● **Stored data entries**

================

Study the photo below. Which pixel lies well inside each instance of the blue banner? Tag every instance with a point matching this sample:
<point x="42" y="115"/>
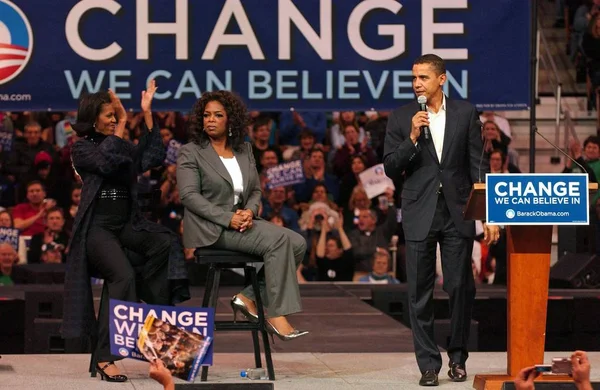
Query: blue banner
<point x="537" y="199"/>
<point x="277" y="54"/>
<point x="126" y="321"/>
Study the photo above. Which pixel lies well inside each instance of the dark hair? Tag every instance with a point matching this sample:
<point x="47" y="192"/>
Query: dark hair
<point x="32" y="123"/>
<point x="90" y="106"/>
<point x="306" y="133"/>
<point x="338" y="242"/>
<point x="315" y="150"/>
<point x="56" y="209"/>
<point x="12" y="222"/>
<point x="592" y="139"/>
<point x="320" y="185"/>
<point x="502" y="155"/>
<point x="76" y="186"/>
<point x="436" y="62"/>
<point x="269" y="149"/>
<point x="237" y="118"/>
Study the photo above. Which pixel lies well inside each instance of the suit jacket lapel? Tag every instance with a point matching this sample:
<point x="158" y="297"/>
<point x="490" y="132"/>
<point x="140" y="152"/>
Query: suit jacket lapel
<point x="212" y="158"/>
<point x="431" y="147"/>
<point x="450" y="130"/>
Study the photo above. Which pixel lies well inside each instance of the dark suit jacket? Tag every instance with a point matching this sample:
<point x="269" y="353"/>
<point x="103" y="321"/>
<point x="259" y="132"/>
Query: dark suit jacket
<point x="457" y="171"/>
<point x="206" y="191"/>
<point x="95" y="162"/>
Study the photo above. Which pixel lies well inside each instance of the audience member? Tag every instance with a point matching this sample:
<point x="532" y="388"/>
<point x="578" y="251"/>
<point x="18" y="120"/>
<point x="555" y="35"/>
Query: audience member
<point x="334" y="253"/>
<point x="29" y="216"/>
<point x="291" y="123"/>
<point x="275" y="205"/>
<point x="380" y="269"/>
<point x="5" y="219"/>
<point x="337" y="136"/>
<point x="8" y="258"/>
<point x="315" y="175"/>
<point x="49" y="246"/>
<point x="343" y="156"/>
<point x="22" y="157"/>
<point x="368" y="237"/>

================

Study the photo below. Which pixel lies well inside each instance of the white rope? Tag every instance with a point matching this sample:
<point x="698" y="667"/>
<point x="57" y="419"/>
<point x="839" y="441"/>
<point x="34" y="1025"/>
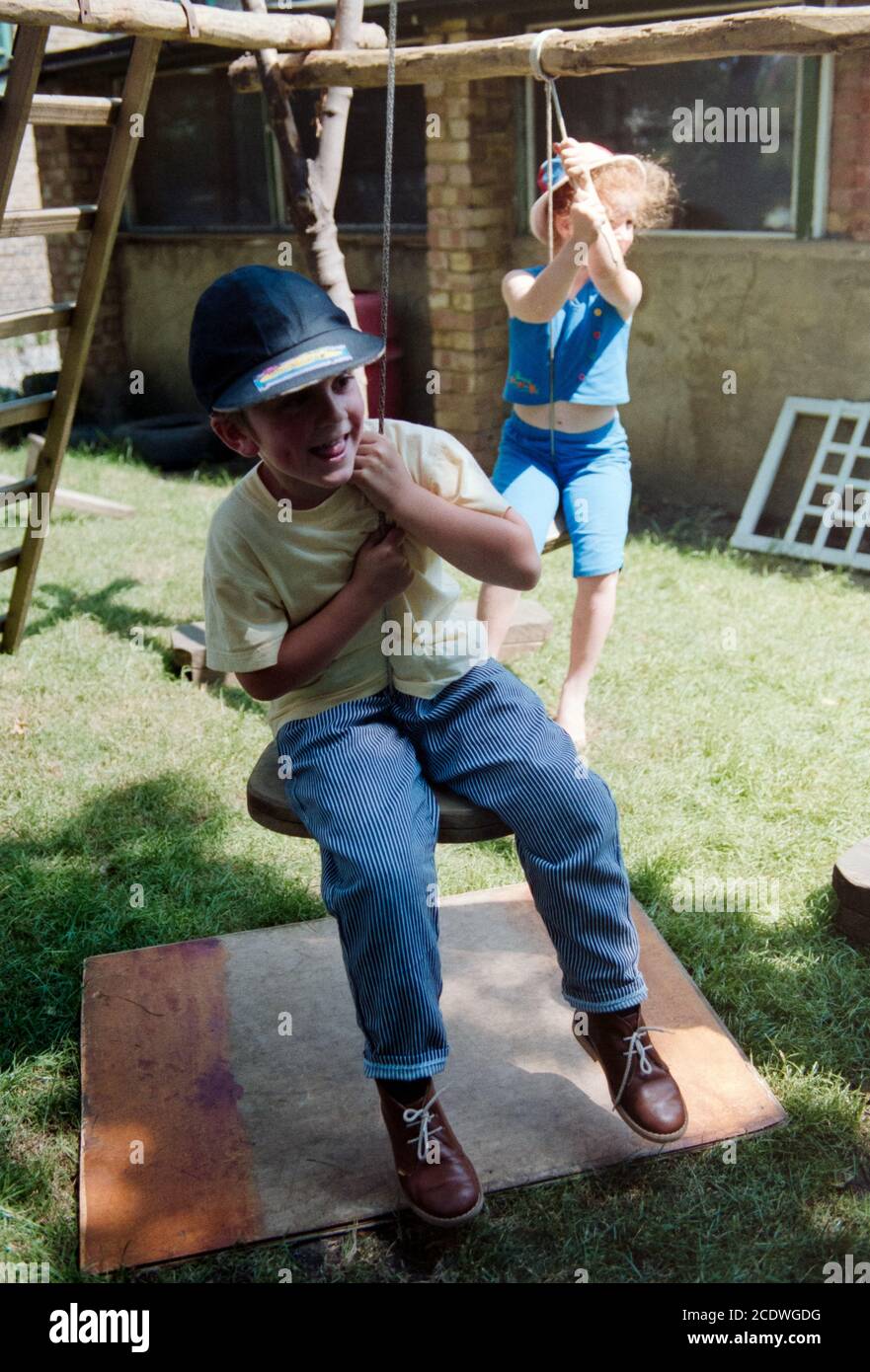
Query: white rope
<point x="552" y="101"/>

================

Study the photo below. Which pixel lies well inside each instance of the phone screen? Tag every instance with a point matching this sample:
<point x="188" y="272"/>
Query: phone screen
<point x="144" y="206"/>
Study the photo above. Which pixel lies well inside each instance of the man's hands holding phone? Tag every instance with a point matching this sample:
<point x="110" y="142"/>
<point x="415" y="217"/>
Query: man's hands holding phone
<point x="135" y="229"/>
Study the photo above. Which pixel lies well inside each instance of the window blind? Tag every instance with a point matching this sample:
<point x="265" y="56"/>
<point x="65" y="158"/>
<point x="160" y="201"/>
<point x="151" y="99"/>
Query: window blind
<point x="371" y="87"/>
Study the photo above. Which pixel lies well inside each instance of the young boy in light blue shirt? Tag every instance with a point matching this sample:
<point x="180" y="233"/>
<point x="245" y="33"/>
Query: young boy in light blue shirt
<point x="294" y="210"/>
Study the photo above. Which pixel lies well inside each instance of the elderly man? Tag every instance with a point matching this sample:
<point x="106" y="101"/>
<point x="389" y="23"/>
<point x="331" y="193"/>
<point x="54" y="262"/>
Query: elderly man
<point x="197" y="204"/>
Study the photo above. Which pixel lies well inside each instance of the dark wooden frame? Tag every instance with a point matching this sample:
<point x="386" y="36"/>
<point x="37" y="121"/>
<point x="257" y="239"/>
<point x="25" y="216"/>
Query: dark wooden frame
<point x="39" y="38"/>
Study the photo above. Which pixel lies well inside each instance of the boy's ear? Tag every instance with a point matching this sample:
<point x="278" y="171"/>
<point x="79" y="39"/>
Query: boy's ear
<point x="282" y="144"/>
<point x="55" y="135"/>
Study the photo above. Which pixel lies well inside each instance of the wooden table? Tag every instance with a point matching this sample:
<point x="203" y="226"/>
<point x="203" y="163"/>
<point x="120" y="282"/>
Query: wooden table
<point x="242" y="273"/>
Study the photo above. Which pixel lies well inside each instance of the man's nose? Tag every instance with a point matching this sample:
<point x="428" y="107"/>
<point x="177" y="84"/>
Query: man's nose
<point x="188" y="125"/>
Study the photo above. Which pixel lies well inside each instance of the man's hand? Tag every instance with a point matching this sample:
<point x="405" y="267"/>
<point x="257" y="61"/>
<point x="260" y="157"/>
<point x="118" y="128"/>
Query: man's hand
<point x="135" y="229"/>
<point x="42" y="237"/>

================

● **WHAT YOU NEED TO DO**
How many lines of the records above contain the string "shirt"? Reply with the number only.

● **ANSWER TO THIS EXERCISE**
2